■ **What you will do**
1) From the data collector passage, return the text starting with "According to the" and going on through "actually in use.".
2) Answer these questions about the data collector passage:
(a) Which catalog supplies the size value for dbsize?
(b) Which column of sys.allocation_units does the "used" field come from?
(c) Which two items does the "pages" field exclude, besides internal index pages and allocation-management pages?

■ **Document passage**
----------

According to the BOL entry for System Data Collection Sets here- http://technet.microsoft.com/en-us/library/bb964725(v=sql.105).aspx -we can see what query the data collector is running. Then, referring to the BOL entries for the system catalogues the query uses, we can figure the meaning of each field–

  • dbsize — size from sys.database_files
  • logsize — size from sys.database_files
  • ftsize: — size from sys.database_files
  • reserved: — total_pages from sys.allocation_units –Total number of pages allocated or reserved by this allocation unit.
  • used: — used_pages from sys.allocation_units — Number of total pages actually in use.
  • pages: — from sys.allocation_units — Number of used pages that have In-row data, LOB data or Row-overflow data (value returned excludes internal index pages and allocation-management pages). Excludes xml_index_nodes and fulltext_catalog_map. When LOB or Row-overflow data then number of total pages actually in use (used_pages), when Heap or Clustered then In-row data pages (data_pages). In short, purely data excluding indexes.

----------

■ **Record list**
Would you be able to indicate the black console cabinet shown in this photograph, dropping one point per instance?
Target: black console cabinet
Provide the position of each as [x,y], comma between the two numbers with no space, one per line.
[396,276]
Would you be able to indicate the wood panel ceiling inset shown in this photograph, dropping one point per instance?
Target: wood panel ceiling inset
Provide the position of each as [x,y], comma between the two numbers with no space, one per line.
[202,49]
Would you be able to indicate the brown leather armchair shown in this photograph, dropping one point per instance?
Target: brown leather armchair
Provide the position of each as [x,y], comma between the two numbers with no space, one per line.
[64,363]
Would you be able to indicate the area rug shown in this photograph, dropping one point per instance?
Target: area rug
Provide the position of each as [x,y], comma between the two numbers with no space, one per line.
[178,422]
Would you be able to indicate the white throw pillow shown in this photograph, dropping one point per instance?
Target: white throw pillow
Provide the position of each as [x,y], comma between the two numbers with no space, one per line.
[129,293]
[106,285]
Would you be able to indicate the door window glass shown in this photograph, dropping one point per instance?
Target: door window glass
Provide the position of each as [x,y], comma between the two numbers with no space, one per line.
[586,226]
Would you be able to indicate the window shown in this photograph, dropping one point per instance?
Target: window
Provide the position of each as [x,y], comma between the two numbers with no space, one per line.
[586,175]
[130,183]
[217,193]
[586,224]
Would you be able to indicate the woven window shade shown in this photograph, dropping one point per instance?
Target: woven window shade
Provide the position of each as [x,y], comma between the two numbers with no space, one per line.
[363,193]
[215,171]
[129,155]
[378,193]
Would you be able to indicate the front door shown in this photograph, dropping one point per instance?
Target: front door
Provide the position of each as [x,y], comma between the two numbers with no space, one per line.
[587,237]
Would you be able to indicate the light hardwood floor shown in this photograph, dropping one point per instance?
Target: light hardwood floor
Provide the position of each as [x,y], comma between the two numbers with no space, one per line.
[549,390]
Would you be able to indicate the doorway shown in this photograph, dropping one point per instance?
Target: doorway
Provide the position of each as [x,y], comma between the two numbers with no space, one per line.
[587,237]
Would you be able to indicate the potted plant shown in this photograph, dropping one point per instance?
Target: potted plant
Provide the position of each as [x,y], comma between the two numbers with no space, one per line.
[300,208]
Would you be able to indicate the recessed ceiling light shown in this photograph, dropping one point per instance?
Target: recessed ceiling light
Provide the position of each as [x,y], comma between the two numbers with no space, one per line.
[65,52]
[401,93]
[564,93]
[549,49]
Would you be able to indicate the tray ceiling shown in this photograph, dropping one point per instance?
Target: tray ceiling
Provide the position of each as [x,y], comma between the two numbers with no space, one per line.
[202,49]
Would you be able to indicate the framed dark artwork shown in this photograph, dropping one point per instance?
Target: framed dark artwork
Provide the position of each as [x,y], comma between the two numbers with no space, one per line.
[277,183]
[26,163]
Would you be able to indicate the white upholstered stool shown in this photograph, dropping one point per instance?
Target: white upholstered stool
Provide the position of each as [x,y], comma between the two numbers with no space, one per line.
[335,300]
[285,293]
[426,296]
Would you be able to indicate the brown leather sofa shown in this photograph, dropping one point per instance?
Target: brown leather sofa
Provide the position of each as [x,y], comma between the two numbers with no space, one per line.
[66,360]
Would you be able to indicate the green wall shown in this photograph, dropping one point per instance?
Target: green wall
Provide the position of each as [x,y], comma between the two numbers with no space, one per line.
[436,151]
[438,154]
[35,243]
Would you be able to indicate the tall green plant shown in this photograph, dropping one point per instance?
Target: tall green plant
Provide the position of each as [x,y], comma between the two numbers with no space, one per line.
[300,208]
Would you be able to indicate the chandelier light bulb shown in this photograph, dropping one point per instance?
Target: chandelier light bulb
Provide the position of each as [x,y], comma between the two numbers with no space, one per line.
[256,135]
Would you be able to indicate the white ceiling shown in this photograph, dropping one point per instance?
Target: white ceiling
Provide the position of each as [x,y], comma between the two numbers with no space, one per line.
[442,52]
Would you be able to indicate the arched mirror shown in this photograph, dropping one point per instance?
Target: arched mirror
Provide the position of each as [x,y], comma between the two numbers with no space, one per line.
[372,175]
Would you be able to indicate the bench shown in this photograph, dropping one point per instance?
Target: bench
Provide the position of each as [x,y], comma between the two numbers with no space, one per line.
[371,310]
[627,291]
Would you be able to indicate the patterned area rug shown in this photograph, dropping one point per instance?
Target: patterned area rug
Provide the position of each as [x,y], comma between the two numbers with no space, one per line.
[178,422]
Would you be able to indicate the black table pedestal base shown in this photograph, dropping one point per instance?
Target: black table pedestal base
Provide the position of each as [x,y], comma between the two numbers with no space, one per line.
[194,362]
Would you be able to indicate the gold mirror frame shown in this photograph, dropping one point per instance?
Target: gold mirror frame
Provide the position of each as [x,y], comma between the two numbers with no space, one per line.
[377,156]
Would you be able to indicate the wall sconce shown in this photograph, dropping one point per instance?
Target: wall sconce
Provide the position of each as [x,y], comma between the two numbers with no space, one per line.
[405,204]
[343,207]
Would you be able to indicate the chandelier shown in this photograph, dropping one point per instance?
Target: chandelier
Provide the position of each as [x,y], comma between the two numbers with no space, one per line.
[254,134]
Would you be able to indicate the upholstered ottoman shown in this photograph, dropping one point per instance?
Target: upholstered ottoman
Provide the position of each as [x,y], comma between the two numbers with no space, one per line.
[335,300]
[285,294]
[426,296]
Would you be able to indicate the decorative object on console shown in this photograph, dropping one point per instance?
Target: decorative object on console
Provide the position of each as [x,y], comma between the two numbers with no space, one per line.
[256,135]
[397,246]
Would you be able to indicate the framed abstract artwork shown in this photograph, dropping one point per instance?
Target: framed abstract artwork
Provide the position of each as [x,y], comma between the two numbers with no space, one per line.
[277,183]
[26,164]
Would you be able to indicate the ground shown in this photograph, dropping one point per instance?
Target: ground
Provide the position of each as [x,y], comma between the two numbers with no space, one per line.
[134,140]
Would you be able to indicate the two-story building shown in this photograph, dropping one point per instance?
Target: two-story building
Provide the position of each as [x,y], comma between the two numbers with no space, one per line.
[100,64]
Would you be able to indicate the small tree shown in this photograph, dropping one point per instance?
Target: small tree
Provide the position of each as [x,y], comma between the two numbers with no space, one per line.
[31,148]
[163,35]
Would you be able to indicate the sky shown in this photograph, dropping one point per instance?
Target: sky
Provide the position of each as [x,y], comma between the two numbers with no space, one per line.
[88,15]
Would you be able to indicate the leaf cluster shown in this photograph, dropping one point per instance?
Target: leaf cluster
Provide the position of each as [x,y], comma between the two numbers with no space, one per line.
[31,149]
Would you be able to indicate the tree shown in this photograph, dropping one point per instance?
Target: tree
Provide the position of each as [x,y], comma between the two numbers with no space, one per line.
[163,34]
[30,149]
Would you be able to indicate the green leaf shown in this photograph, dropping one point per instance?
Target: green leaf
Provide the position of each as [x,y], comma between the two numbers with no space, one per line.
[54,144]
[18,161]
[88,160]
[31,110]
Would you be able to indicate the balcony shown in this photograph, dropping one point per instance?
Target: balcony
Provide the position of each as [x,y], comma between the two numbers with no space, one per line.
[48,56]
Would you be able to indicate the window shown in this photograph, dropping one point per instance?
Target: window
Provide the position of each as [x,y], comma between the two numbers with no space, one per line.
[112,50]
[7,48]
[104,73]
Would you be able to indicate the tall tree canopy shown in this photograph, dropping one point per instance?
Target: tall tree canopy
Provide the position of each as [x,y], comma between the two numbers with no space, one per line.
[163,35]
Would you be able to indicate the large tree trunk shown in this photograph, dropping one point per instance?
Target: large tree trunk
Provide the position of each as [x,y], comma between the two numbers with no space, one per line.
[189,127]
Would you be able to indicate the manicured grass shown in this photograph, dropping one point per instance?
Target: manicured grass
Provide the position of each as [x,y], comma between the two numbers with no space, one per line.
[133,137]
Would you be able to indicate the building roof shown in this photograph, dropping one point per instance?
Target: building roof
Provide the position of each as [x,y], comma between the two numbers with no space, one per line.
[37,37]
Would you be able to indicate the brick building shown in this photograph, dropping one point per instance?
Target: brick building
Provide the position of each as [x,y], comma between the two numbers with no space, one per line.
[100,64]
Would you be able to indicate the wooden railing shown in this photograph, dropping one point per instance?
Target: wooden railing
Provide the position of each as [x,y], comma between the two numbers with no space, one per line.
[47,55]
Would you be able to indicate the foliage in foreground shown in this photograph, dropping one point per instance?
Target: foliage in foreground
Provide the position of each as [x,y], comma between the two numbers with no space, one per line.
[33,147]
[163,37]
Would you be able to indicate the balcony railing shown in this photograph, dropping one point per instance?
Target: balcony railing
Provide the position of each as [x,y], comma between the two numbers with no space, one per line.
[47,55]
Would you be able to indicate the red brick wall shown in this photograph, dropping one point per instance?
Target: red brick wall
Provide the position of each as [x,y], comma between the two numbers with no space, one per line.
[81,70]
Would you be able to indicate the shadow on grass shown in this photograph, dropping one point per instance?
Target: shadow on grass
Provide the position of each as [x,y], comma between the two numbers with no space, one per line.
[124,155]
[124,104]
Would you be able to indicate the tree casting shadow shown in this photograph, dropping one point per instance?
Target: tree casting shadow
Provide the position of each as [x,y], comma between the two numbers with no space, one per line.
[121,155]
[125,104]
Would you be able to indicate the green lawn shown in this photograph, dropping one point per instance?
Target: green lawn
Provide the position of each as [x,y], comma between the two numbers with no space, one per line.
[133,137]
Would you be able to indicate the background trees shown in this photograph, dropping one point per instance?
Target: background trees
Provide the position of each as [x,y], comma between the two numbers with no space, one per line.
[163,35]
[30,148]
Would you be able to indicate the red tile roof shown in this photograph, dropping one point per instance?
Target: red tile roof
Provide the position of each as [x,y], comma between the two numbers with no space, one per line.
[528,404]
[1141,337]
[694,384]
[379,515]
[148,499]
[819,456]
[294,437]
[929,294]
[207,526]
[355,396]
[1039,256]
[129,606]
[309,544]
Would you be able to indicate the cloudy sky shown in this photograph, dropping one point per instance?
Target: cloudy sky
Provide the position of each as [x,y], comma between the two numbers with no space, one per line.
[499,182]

----------

■ **Task-by-task outputs**
1)
According to the BOL entry for System Data Collection Sets here- http://technet.microsoft.com/en-us/library/bb964725(v=sql.105).aspx -we can see what query the data collector is running. Then, referring to the BOL entries for the system catalogues the query uses, we can figure the meaning of each field–

  • dbsize — size from sys.database_files
  • logsize — size from sys.database_files
  • ftsize: — size from sys.database_files
  • reserved: — total_pages from sys.allocation_units –Total number of pages allocated or reserved by this allocation unit.
  • used: — used_pages from sys.allocation_units — Number of total pages actually in use.

2)
(a) sys.database_files
(b) used_pages
(c) xml_index_nodes and fulltext_catalog_map